* _What the task asks_: Reproduce all of the following material word for word, omitting the pictures from your answer.

....

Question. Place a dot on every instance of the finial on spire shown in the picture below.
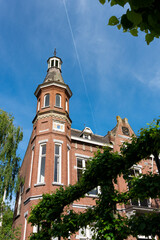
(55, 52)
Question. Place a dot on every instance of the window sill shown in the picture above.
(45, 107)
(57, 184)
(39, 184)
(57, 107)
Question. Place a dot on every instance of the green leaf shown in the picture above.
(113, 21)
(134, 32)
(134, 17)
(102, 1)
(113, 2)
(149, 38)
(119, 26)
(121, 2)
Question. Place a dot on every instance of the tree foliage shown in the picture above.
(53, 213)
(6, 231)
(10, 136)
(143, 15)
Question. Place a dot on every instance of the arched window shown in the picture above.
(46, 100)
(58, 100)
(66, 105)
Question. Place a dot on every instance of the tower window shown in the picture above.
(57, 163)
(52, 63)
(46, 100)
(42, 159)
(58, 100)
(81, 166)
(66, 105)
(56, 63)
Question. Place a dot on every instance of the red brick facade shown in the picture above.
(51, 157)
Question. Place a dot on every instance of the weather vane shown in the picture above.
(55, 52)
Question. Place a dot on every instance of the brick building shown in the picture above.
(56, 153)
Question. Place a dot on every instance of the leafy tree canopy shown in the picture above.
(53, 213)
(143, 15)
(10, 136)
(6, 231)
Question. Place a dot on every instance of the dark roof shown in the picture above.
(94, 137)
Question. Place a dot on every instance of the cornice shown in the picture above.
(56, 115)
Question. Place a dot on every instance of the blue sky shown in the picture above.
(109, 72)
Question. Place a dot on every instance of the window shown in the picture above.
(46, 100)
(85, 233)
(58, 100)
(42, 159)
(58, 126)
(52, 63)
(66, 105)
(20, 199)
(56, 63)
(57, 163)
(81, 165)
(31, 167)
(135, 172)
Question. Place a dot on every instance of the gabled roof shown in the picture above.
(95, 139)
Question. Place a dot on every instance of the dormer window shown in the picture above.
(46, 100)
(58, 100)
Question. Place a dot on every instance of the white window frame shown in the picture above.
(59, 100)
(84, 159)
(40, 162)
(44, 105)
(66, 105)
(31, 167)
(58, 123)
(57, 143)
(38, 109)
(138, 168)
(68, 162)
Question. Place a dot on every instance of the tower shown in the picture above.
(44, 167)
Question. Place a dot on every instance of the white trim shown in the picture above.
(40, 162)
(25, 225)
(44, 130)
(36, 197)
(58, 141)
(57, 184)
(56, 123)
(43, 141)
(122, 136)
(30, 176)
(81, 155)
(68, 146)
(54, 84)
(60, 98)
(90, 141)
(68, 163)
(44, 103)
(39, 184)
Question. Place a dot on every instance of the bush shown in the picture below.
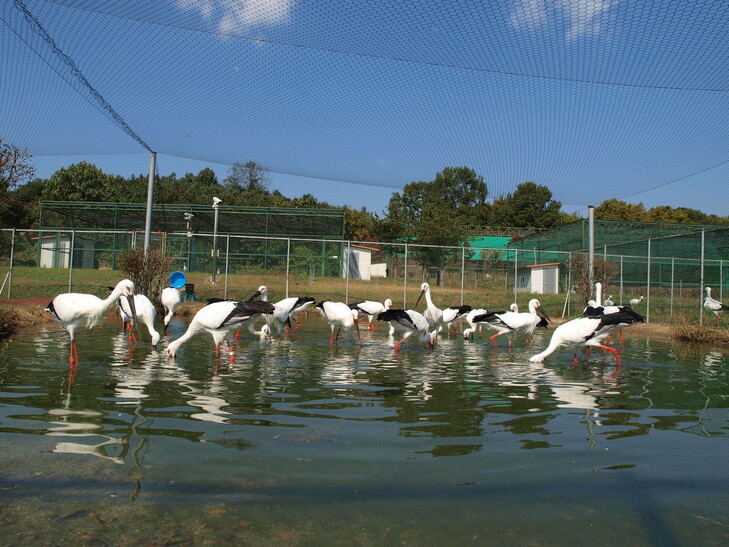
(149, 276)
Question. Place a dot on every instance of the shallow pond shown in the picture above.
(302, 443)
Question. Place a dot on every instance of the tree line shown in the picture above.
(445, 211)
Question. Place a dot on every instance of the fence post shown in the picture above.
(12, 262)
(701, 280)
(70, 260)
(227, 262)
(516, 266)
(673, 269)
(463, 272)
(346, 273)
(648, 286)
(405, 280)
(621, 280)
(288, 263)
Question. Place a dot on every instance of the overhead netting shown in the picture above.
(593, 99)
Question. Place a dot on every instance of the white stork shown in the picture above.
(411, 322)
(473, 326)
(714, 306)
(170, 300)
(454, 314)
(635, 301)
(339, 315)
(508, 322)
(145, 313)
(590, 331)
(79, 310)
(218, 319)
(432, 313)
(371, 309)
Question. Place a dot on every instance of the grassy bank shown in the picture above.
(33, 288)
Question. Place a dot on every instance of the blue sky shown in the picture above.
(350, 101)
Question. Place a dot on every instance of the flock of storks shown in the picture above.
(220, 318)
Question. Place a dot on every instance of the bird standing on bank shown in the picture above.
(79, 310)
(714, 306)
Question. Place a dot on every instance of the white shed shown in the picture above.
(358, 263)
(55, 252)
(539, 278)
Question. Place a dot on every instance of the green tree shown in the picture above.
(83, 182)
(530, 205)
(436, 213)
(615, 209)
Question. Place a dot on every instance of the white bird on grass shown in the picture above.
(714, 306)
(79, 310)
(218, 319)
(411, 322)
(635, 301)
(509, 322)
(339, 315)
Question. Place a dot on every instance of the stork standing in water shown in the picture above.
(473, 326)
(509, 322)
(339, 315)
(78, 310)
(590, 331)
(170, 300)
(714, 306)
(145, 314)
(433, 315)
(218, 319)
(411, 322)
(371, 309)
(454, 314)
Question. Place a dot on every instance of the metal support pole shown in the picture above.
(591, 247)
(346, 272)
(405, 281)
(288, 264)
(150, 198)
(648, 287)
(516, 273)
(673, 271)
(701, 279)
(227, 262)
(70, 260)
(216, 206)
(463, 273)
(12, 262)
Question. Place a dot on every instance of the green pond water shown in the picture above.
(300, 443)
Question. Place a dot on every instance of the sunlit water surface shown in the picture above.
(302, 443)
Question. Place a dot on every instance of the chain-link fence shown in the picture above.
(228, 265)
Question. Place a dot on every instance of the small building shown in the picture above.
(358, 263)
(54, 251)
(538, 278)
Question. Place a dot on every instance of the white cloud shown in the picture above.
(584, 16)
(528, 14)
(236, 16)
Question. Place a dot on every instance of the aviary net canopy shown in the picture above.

....

* _Final result_:
Question. Place a dot on every instance of the finial on spire shown in the picture below.
(55, 52)
Question. Place a dot on every instance of the window sill shown in the picture above.
(45, 107)
(57, 184)
(39, 184)
(57, 107)
Question. Place a dot on every instance of the green leaf shown in the picture above.
(113, 21)
(134, 32)
(134, 17)
(102, 1)
(113, 2)
(149, 38)
(119, 26)
(121, 2)
Question. Place a dot on every instance of the tree foliage shown in the picture above.
(53, 213)
(6, 231)
(10, 136)
(143, 15)
Question. Place a dot on every instance of the arched window shown in the picture above.
(46, 100)
(58, 100)
(66, 105)
Question. Place a dot on every instance of the tower window shown in the picture above.
(57, 163)
(52, 63)
(46, 100)
(42, 159)
(58, 100)
(81, 166)
(66, 105)
(56, 63)
Question. Place a dot on every instance of the red brick facade shown in the picture above.
(51, 157)
Question. Place a dot on every instance of the weather vane shown in the picture above.
(55, 52)
Question. Place a dot on every instance of the brick building shown in the picture above.
(56, 153)
Question. Place a dot on every instance of the leafy tree canopy shown in the picture above.
(53, 213)
(143, 15)
(10, 136)
(6, 231)
Question. Place a dot on every instance of the dark roof shown in the picture above.
(94, 137)
Question. Place a dot on every instance of the cornice shown in the picture above.
(56, 115)
Question. Place a dot on every instance of the blue sky shown in the picture above.
(109, 72)
Question. Place a dot on every instance of the window shown in the picture above.
(46, 100)
(85, 233)
(58, 100)
(42, 159)
(58, 126)
(52, 63)
(66, 105)
(20, 199)
(56, 63)
(57, 163)
(81, 165)
(31, 167)
(135, 172)
Question. Place a dot on every instance of the gabled roof shown in the picture above.
(95, 139)
Question. Place a dot on every instance of the dormer window shown in the picture above.
(46, 100)
(58, 100)
Question. Place a dot on every instance of the white window frame shown in the picture above.
(59, 100)
(84, 159)
(40, 162)
(44, 105)
(66, 105)
(31, 167)
(58, 123)
(57, 143)
(38, 109)
(138, 168)
(68, 162)
Question. Place a dot on every instance of the tower shown in the picture above.
(44, 167)
Question. Place a dot on every instance of the white trim shown in the picture above.
(40, 162)
(25, 225)
(44, 130)
(36, 197)
(58, 141)
(57, 184)
(56, 123)
(43, 141)
(122, 136)
(30, 176)
(81, 155)
(68, 146)
(54, 84)
(60, 98)
(90, 141)
(68, 163)
(44, 103)
(39, 184)
Question. Place a dot on every instance of the bush shown in the picture below.
(149, 276)
Question. Place a dot on every instance of the shallow pond shown in the picture above.
(302, 443)
Question. Place a dot on every instance of the tree line shown in the picture above.
(445, 211)
Question. Place a dot on every instance of the fence post shown in the picture above.
(12, 262)
(701, 280)
(70, 260)
(227, 262)
(516, 266)
(673, 269)
(463, 272)
(346, 273)
(648, 286)
(405, 280)
(621, 280)
(288, 263)
Question. Place a dot on every instance of the overhead netting shown in the picture above.
(593, 99)
Question. Place a dot on every instance of the white stork shown in the picture above.
(411, 322)
(473, 326)
(714, 306)
(170, 300)
(454, 314)
(635, 301)
(339, 315)
(508, 322)
(145, 313)
(590, 331)
(79, 310)
(218, 319)
(432, 313)
(371, 309)
Question. Place a dot on every instance of the grassy bank shown in the picture above.
(33, 288)
Question. Place a dot on every instance of the blue sky shown in the picture above.
(350, 101)
Question. Place a dot on every instance of the flock of storks shown in the picture above.
(220, 318)
Question. Place a dot on every instance of the bird standing on bank shown in the picture above.
(79, 310)
(714, 306)
Question. Place a dot on every instance of the white shed shown in the picture above.
(358, 263)
(55, 252)
(539, 278)
Question. Place a dot on every instance of the green tree shown in the picture above.
(83, 182)
(530, 205)
(436, 213)
(615, 209)
Question. Place a dot on every instance of the white bird on grass shown in the picture above.
(714, 306)
(79, 310)
(218, 319)
(411, 322)
(635, 301)
(509, 322)
(339, 315)
Question. Place a dot on every instance of the stork standing in water shown in the picture above.
(473, 326)
(509, 322)
(339, 315)
(78, 310)
(590, 331)
(170, 300)
(714, 306)
(145, 314)
(433, 315)
(218, 319)
(411, 322)
(371, 309)
(454, 314)
Question. Place a dot on every instance of the metal support pole shown in the picture above.
(591, 247)
(346, 272)
(405, 281)
(288, 264)
(150, 198)
(648, 287)
(516, 273)
(673, 271)
(701, 279)
(227, 262)
(70, 260)
(216, 206)
(463, 273)
(12, 262)
Question. Place a dot on every instance of the green pond water shown in the picture above.
(300, 443)
Question. Place a dot on every instance of the sunlit water surface shown in the picture above.
(302, 443)
Question. Place a dot on every instance of the chain-link fence shown in the picture above.
(228, 265)
Question. Place a dot on every instance of the small building shown in the picture above.
(358, 263)
(54, 251)
(538, 278)
Question. Place a dot on every instance of the white cloud shown in the picture above.
(584, 16)
(528, 14)
(236, 16)
Question. Place a dot on every instance of the aviary net canopy shown in the picture above.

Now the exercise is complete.